EXTRACTED INFORMATION

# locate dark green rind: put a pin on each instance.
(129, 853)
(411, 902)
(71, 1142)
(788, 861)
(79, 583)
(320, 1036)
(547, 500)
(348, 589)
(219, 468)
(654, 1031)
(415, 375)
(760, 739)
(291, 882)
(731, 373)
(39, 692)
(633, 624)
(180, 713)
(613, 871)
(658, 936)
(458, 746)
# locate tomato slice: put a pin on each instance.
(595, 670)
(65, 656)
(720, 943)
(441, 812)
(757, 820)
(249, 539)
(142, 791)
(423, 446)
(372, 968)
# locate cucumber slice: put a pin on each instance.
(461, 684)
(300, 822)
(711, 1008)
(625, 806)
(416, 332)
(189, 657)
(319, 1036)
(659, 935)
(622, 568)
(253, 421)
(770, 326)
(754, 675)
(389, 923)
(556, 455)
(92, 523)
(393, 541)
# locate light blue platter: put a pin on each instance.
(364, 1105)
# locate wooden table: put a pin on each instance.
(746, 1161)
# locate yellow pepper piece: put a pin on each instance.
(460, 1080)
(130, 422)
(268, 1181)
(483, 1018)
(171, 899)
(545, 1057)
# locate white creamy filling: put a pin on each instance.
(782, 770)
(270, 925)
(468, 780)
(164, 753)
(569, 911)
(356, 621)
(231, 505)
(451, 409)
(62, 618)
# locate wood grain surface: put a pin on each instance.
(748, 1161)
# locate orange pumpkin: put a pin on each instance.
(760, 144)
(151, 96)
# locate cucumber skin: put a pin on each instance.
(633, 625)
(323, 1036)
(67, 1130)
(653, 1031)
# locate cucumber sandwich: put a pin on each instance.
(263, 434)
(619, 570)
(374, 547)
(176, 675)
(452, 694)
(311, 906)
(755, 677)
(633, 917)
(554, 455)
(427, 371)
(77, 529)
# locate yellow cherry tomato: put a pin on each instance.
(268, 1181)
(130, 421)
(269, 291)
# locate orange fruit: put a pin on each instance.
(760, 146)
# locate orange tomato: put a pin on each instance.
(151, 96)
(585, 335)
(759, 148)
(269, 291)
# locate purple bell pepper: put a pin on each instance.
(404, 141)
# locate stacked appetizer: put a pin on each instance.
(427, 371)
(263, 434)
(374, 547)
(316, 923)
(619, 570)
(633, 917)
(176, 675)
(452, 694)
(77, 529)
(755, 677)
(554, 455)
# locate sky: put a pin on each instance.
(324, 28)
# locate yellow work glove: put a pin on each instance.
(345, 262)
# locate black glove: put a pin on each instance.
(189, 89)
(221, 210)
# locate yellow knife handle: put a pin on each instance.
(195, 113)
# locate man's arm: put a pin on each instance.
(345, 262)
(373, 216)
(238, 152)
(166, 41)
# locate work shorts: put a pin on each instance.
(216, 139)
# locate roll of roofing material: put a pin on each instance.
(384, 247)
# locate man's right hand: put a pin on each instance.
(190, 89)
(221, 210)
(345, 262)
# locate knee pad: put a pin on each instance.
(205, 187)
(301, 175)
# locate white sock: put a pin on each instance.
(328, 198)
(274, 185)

AIM
Could you output every line of the material above again, word for word and in the same order, with nothing added or left out?

THE OUTPUT
# locate dark green rind: put a pin on each instance.
(129, 853)
(411, 902)
(71, 1142)
(788, 861)
(79, 583)
(320, 1036)
(547, 500)
(348, 589)
(219, 468)
(654, 1031)
(415, 375)
(760, 739)
(291, 882)
(731, 373)
(39, 692)
(633, 624)
(180, 713)
(613, 871)
(658, 936)
(458, 746)
# locate tomato slice: put a pin on each instance.
(595, 670)
(65, 656)
(720, 943)
(441, 812)
(757, 820)
(249, 539)
(142, 791)
(423, 446)
(372, 968)
# locate cucumber slice: put a pin on each instance.
(461, 684)
(300, 822)
(711, 1008)
(625, 806)
(416, 332)
(189, 657)
(319, 1036)
(659, 935)
(622, 568)
(253, 421)
(770, 326)
(754, 675)
(389, 923)
(556, 455)
(92, 523)
(393, 541)
# locate light blue platter: put a pin on each instance.
(364, 1105)
# locate wooden table: put a pin on each instance.
(746, 1161)
# locate yellow pepper piece: put a pin on each instance.
(460, 1080)
(130, 422)
(268, 1181)
(483, 1018)
(171, 899)
(545, 1057)
# locate white creamy filling: put a pin on each instance.
(782, 770)
(270, 925)
(468, 780)
(164, 753)
(569, 911)
(356, 621)
(231, 505)
(451, 409)
(62, 618)
# locate wood grain surface: put a pin on each instance.
(748, 1161)
# locate orange pumpkin: put a pin on each instance.
(760, 144)
(151, 96)
# locate cucumber skin: put a pin on each instance.
(633, 625)
(323, 1036)
(67, 1130)
(653, 1031)
# locate cucumber sandwich: put a pin on each instance.
(263, 434)
(619, 570)
(374, 547)
(176, 675)
(452, 694)
(311, 906)
(755, 677)
(633, 917)
(554, 455)
(427, 371)
(77, 529)
# locate yellow cherry tomato: put a pin on each instance.
(268, 1181)
(130, 421)
(269, 291)
# locate orange fruit: put a pin on each instance.
(760, 146)
# locate orange tomato: put a pin on each instance.
(151, 96)
(585, 335)
(759, 148)
(269, 291)
# locate purple bell pepper: put a pin on each instance.
(404, 141)
# locate stacked appetizer: put a pin on each instance.
(427, 371)
(263, 434)
(374, 547)
(316, 923)
(619, 570)
(633, 917)
(176, 675)
(452, 694)
(77, 529)
(755, 677)
(554, 455)
# locate sky: put a pin on each instance.
(324, 28)
# locate yellow work glove: put a pin on each instance.
(345, 262)
# locate black glove: put a pin on each instance.
(189, 89)
(221, 210)
# locate yellow knife handle: put a pin on each instance.
(195, 113)
# locate man's arm: put a pin on each instance.
(345, 262)
(373, 216)
(238, 152)
(166, 41)
# locate work shorts: put a pin on each instance.
(216, 139)
# locate roll of roofing material: put a pin on each instance.
(384, 247)
# locate man's right hand: put a pin on each instance.
(190, 89)
(221, 210)
(345, 262)
# locate knee pad: put a pin on each instance.
(205, 187)
(301, 175)
# locate white sock: put a pin on each instance.
(328, 198)
(274, 185)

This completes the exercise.